| Assignment |
Exact copies of all entries are expected.

*** Opening of Input data ***

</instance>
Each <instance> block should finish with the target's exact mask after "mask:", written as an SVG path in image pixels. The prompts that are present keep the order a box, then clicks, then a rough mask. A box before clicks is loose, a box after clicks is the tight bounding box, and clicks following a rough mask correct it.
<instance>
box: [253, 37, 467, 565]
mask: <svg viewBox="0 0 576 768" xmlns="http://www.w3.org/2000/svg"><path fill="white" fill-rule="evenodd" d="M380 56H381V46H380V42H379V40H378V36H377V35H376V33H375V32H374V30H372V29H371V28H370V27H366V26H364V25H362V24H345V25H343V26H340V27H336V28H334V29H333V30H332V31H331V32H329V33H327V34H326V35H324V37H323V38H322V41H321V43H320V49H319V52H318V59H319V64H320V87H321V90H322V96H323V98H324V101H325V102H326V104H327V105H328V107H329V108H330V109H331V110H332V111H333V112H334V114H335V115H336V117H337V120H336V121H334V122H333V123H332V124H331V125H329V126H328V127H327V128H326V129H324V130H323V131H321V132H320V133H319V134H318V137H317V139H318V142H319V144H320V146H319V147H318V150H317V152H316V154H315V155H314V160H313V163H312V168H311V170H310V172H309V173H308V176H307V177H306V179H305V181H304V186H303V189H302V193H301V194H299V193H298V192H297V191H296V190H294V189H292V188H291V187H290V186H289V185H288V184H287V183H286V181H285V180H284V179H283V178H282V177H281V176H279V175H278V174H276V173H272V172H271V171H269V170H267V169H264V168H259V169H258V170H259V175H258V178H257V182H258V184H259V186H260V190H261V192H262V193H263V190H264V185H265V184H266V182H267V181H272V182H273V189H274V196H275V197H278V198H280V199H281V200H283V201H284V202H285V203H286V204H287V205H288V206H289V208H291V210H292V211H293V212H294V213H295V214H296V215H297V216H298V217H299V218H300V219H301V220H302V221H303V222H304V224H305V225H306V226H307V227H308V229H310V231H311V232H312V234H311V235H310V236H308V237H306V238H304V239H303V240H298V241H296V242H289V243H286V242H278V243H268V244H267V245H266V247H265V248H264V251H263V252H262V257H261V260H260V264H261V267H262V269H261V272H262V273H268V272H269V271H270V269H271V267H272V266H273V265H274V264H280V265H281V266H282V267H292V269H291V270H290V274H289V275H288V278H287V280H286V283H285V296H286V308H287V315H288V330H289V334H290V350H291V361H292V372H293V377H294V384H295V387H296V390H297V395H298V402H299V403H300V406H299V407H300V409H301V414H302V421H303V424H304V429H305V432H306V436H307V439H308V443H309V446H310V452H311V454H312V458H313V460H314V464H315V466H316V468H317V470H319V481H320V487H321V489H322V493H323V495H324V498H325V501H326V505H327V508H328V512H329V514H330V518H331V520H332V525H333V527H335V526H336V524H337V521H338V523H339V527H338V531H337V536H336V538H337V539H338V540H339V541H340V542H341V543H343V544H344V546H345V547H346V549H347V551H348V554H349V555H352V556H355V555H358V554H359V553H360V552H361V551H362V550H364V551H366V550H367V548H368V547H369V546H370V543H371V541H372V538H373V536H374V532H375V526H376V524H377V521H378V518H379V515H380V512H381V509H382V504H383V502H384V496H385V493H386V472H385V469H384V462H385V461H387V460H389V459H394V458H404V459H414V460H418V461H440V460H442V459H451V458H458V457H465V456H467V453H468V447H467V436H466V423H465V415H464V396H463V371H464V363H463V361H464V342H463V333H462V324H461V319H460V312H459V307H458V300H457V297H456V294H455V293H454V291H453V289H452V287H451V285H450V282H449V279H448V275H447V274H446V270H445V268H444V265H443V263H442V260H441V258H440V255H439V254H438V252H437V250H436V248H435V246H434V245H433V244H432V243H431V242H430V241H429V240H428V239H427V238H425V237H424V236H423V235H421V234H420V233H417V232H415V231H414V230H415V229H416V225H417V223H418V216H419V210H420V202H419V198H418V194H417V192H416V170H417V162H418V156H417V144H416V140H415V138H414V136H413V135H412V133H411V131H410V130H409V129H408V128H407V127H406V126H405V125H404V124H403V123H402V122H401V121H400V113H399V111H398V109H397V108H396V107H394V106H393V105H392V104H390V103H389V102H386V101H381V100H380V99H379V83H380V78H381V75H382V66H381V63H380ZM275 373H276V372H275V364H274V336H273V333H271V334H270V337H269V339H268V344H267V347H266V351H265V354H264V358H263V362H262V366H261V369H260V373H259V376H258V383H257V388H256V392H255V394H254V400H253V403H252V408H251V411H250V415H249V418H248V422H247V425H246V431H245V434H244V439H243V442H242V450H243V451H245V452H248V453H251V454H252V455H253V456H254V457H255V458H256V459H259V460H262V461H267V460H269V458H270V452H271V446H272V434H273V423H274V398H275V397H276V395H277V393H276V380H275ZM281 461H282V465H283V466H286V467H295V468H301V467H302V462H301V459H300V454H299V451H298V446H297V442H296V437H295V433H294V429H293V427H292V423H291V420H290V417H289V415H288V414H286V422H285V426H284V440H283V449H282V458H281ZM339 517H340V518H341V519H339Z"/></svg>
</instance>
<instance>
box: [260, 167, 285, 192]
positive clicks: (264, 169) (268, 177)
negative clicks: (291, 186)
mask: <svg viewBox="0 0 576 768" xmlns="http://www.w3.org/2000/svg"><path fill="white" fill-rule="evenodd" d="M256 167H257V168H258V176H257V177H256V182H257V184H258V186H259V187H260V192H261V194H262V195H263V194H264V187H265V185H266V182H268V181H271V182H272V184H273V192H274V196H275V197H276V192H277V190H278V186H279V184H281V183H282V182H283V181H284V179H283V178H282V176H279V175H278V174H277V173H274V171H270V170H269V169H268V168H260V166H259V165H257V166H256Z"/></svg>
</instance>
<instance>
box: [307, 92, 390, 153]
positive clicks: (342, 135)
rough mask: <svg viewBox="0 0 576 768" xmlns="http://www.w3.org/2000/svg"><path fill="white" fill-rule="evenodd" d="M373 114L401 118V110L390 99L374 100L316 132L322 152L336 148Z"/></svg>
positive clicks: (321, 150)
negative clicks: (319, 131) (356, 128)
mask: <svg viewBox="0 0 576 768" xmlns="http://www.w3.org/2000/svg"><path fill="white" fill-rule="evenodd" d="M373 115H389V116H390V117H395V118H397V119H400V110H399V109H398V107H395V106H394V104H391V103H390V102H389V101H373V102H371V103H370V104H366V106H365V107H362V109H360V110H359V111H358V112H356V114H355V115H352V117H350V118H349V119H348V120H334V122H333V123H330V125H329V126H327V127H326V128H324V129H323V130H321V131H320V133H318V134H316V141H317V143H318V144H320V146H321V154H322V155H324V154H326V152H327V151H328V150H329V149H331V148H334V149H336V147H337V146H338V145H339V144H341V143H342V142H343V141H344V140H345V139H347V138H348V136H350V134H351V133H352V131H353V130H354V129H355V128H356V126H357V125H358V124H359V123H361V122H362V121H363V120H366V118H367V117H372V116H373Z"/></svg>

*** Close of Input data ***

| Solution |
</instance>
Each <instance> block should finish with the target's exact mask after "mask:", written as an SVG path in image pixels. The prompts that are present keep the order a box, then clicks, then a rough mask. A box before clicks is loose, a box after clicks is the tight bounding box, and clicks following a rough mask correct it.
<instance>
box: [253, 37, 467, 565]
mask: <svg viewBox="0 0 576 768" xmlns="http://www.w3.org/2000/svg"><path fill="white" fill-rule="evenodd" d="M380 56H381V46H380V42H379V40H378V36H377V35H376V33H375V32H374V30H372V29H371V28H370V27H366V26H364V25H362V24H345V25H343V26H340V27H336V28H334V29H333V30H332V31H331V32H329V33H327V34H326V35H324V37H323V38H322V41H321V43H320V49H319V52H318V59H319V64H320V87H321V90H322V96H323V98H324V101H325V102H326V104H327V105H328V107H329V108H330V109H331V110H332V111H333V112H334V114H335V115H336V117H337V120H336V121H334V122H333V123H332V124H331V125H329V126H328V127H327V128H326V129H324V130H323V131H321V132H320V133H319V134H318V137H317V139H318V142H319V144H320V146H319V147H318V150H317V152H316V154H315V155H314V160H313V163H312V168H311V170H310V172H309V173H308V176H307V177H306V179H305V181H304V186H303V189H302V193H301V194H299V193H298V192H297V191H296V190H294V189H292V188H291V187H290V186H289V185H288V184H287V183H286V181H285V180H284V179H283V178H282V177H281V176H279V175H278V174H276V173H272V172H271V171H269V170H267V169H264V168H259V169H258V170H259V175H258V178H257V182H258V184H259V186H260V190H261V192H262V193H263V190H264V185H265V184H266V182H267V181H272V182H273V189H274V196H275V197H278V198H280V199H281V200H283V201H284V202H285V203H286V204H287V205H288V206H289V208H291V210H292V211H293V212H294V213H295V214H296V215H297V216H298V217H299V218H300V219H301V220H302V221H303V222H304V224H305V225H306V226H307V227H308V229H310V231H311V232H312V234H311V235H310V236H308V237H306V238H304V239H303V240H298V241H296V242H289V243H286V242H278V243H268V244H267V245H266V247H265V248H264V251H263V252H262V257H261V260H260V264H261V267H262V269H261V272H262V273H268V272H269V271H270V269H271V267H272V266H273V265H274V264H280V265H281V266H282V267H292V269H291V270H290V274H289V275H288V278H287V280H286V283H285V296H286V308H287V315H288V330H289V334H290V350H291V361H292V372H293V377H294V384H295V387H296V390H297V395H298V402H299V403H300V406H299V407H300V409H301V414H302V421H303V424H304V429H305V432H306V436H307V439H308V443H309V446H310V452H311V454H312V458H313V460H314V464H315V466H316V468H317V470H319V481H320V487H321V489H322V493H323V495H324V498H325V501H326V505H327V508H328V512H329V514H330V518H331V520H332V525H333V527H335V526H336V524H337V521H338V523H339V527H338V531H337V536H336V538H337V539H338V540H339V541H340V542H341V543H343V544H344V546H345V547H346V549H347V551H348V554H349V555H352V556H355V555H358V554H359V553H360V552H361V551H362V550H364V551H366V550H367V548H368V547H369V546H370V543H371V541H372V538H373V536H374V532H375V526H376V524H377V521H378V518H379V515H380V512H381V509H382V504H383V502H384V496H385V493H386V472H385V469H384V462H385V461H387V460H389V459H394V458H404V459H414V460H418V461H440V460H442V459H451V458H458V457H465V456H467V453H468V447H467V436H466V423H465V415H464V396H463V371H464V363H463V361H464V342H463V333H462V324H461V319H460V312H459V307H458V300H457V297H456V294H455V293H454V291H453V289H452V287H451V285H450V282H449V279H448V275H447V274H446V270H445V268H444V265H443V263H442V260H441V258H440V255H439V254H438V252H437V250H436V248H435V246H434V245H433V244H432V243H431V242H430V241H429V240H428V239H427V238H425V237H424V236H423V235H421V234H420V233H417V232H415V231H414V230H415V229H416V225H417V223H418V216H419V210H420V202H419V198H418V194H417V192H416V170H417V162H418V156H417V144H416V140H415V138H414V136H413V135H412V133H411V131H410V130H409V129H408V128H407V127H406V126H405V125H404V124H403V123H402V122H401V121H400V113H399V111H398V109H397V108H396V107H394V106H393V105H392V104H390V103H389V102H386V101H381V100H380V99H379V83H380V78H381V75H382V66H381V63H380ZM275 373H276V372H275V364H274V336H273V333H271V334H270V337H269V339H268V344H267V347H266V351H265V354H264V358H263V362H262V366H261V369H260V373H259V376H258V383H257V388H256V392H255V394H254V400H253V403H252V408H251V411H250V415H249V418H248V422H247V425H246V431H245V434H244V439H243V442H242V450H243V451H245V452H248V453H251V454H252V455H253V456H254V457H255V458H256V459H259V460H262V461H267V460H269V458H270V452H271V446H272V434H273V423H274V398H275V397H276V395H277V393H276V380H275ZM281 461H282V465H283V466H286V467H295V468H301V467H302V462H301V459H300V454H299V451H298V446H297V442H296V437H295V433H294V429H293V427H292V423H291V420H290V417H289V415H288V414H286V422H285V426H284V440H283V449H282V458H281ZM339 517H340V518H341V519H339Z"/></svg>
</instance>
<instance>
box: [260, 167, 285, 192]
positive clicks: (264, 169) (268, 177)
negative clicks: (291, 186)
mask: <svg viewBox="0 0 576 768" xmlns="http://www.w3.org/2000/svg"><path fill="white" fill-rule="evenodd" d="M256 167H257V168H258V176H257V177H256V182H257V184H258V186H259V187H260V192H261V194H262V195H263V194H264V187H265V185H266V182H268V181H271V182H272V184H273V192H274V196H275V197H276V192H277V190H278V186H279V184H281V183H282V182H283V181H284V179H283V178H282V176H279V175H278V174H277V173H274V171H270V170H269V169H268V168H260V166H259V165H257V166H256Z"/></svg>
</instance>
<instance>
box: [307, 92, 390, 153]
positive clicks: (342, 135)
rough mask: <svg viewBox="0 0 576 768" xmlns="http://www.w3.org/2000/svg"><path fill="white" fill-rule="evenodd" d="M373 114L401 118V110L390 99L374 100L316 132L322 152L336 148Z"/></svg>
positive clicks: (321, 150)
negative clicks: (319, 131) (356, 128)
mask: <svg viewBox="0 0 576 768" xmlns="http://www.w3.org/2000/svg"><path fill="white" fill-rule="evenodd" d="M373 115H389V116H390V117H395V118H397V119H400V110H399V109H398V107H395V106H394V104H391V103H390V102H389V101H373V102H371V103H370V104H366V106H365V107H362V109H360V110H359V111H358V112H356V114H355V115H352V117H350V118H349V119H348V120H334V122H333V123H330V125H329V126H327V127H326V128H324V129H323V130H321V131H320V133H318V134H316V141H317V143H318V144H320V146H321V154H322V155H324V154H326V152H327V151H328V150H329V149H331V148H334V149H336V147H337V146H338V145H339V144H341V143H342V142H343V141H344V140H345V139H347V138H348V136H350V134H351V133H352V131H353V130H354V129H355V128H356V126H357V125H358V124H359V123H361V122H362V121H363V120H366V118H367V117H372V116H373Z"/></svg>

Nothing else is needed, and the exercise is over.